===== Исходный текст

От ключевых концепций «критической теории общества» Адорно, Хоркхаймера, Г. Маркузе и др. теоретический посыл о редукции человеческого к экономико-трудовой реализации передался и Хабермасу как к одному из виднейших представителей второго поколения франкфуртцев. Поэтому тотальный нормативный кризис «государств позднего капитализма» вначале представлялся им как некое множество кризисов. Соответственно, под рационализацией Хабермас понимал, прежде всего, устранение скрытых насильственных техник, разбросанных по всему пространству человеческих взаимоотношений. «Главным концептом»> Хабермаса в период «локального» критического анализа, вне всякого сомнения, явилась так называемая теория «кризиса легитимности в государствах позднего капитализма». Разработка данной аналитической конструкции потребовала от нашего теоретика радикального отказа от марксистских принципов анализа: базис — надстройка, экономическая формация, классовость, что собственно и стало своеобразным признаком аналитики второго поколения «франкфуртской школы». Суть отказа сводилась к тому, что социально-политическая перспектива социума не могла быть прояснена только экономическим инструментарием, потребовалось расширить анализ, включить в него иные, неэкономические сферы. Хабермас решил эту задачу по-своему, он вывел политические институты из сферы компетенции «труда» в сферу, как он сам назвал, «субъект-субъект- ных» отношений или попросту в коммуникацию. Следует заметить, что мысль Маркса могла бы также носить звание одной из критических теорий общества, и, может быть, с большим правом, чем другие теории. Поэтому цель, которая преследовалась франкфуртцами, не заключалась в аннигиляции наследия Маркса. Речь, скорее, шла о преодолении одномерности экономического детерминизма, ставшего своеобразным клише «вульгарного марксизма». Как заметила Т. Алексеева: «критики [франкфуртцы. — И.Е.] не считали, что экономический детерминизм был ошибочным, поскольку обращал приоритетное внимание на экономическую сферу, но они считали его односторонним, поскольку следовало бы обратить не меньшее внимание и на другие сферы социальной жизни»84.Таким образом, критическая франкфуртская школа явила собой один из значительных примеров теоретической композиции Марксовой критики и политико-социологической рефлексии XX века.

==========
===== Исходные данные

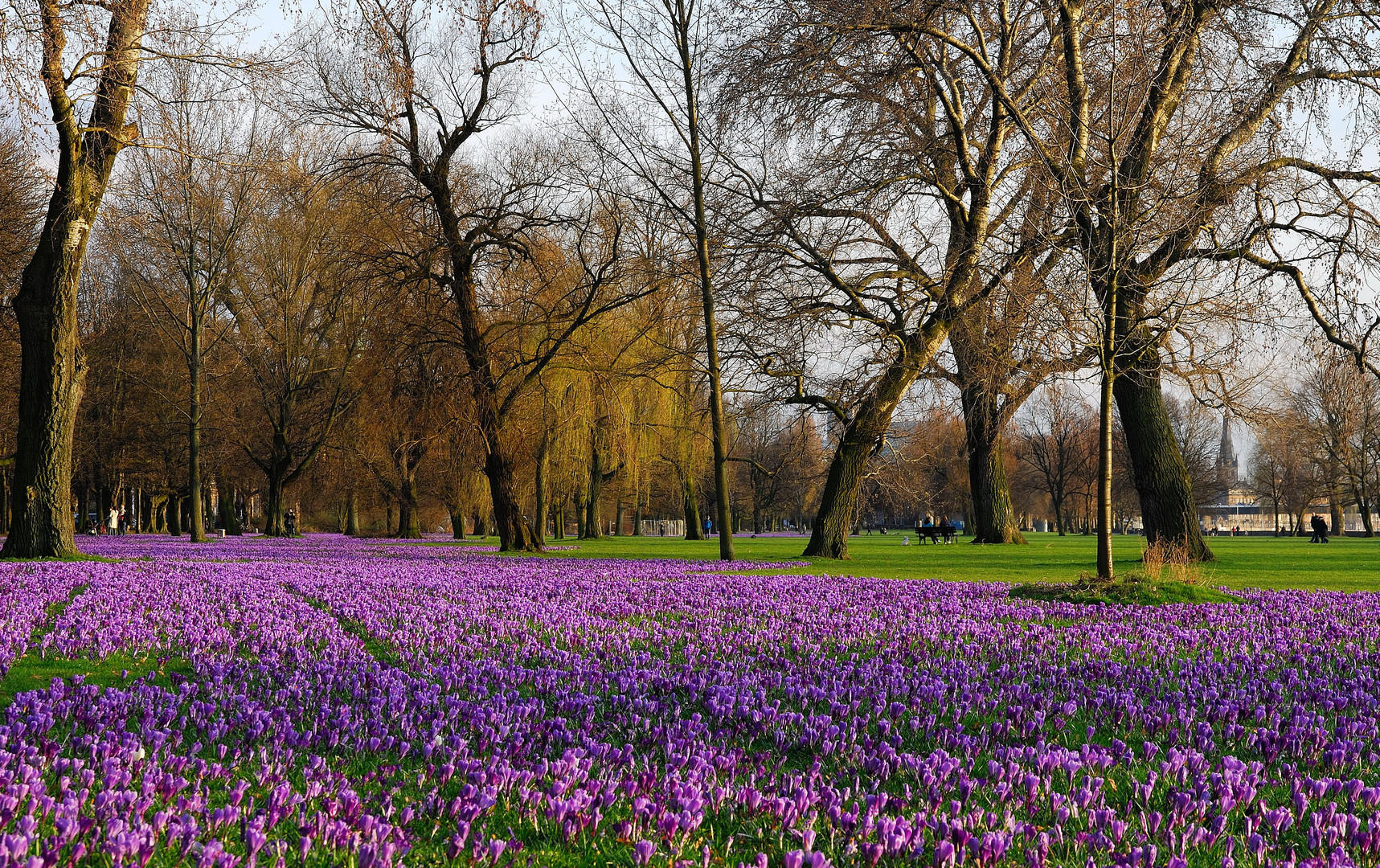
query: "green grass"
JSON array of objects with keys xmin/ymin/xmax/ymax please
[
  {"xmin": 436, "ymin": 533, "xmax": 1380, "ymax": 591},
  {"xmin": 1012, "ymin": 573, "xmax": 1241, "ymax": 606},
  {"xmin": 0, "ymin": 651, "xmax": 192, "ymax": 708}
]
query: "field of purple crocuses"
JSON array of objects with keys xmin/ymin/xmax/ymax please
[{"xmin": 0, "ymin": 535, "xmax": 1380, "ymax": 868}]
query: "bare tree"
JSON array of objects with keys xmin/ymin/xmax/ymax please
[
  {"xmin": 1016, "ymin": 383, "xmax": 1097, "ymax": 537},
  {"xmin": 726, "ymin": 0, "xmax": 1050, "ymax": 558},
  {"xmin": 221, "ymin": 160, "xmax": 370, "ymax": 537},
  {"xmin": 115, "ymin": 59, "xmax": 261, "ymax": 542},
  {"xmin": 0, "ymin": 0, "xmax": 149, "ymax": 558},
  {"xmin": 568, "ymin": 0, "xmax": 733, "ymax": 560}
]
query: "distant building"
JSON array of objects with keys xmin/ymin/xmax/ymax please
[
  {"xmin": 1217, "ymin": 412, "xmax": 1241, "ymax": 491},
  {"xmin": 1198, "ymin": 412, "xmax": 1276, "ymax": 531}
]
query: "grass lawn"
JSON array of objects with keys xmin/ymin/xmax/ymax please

==========

* Ваше задание: Определите, согласуются ли с текстом о Хабермасе следующие утверждения: 1. Франкфуртцы стремились к аннигиляции наследия Маркса. 2. Хабермас вывел политические институты в сферу коммуникации. 3. По словам Т. Алексеевой, критики считали экономический детерминизм ошибочным. На каждое ответьте «да» или «нет» и приведите решающие слова текста точной цитатой. Этот материал никак не связан с текстом.

* Ответ к заданию:
1. Нет: «цель, которая преследовалась франкфуртцами, не заключалась в аннигиляции наследия Маркса».
2. Да: «он вывел политические институты» … «или попросту в коммуникацию».
3. Нет: «не считали, что экономический детерминизм был ошибочным».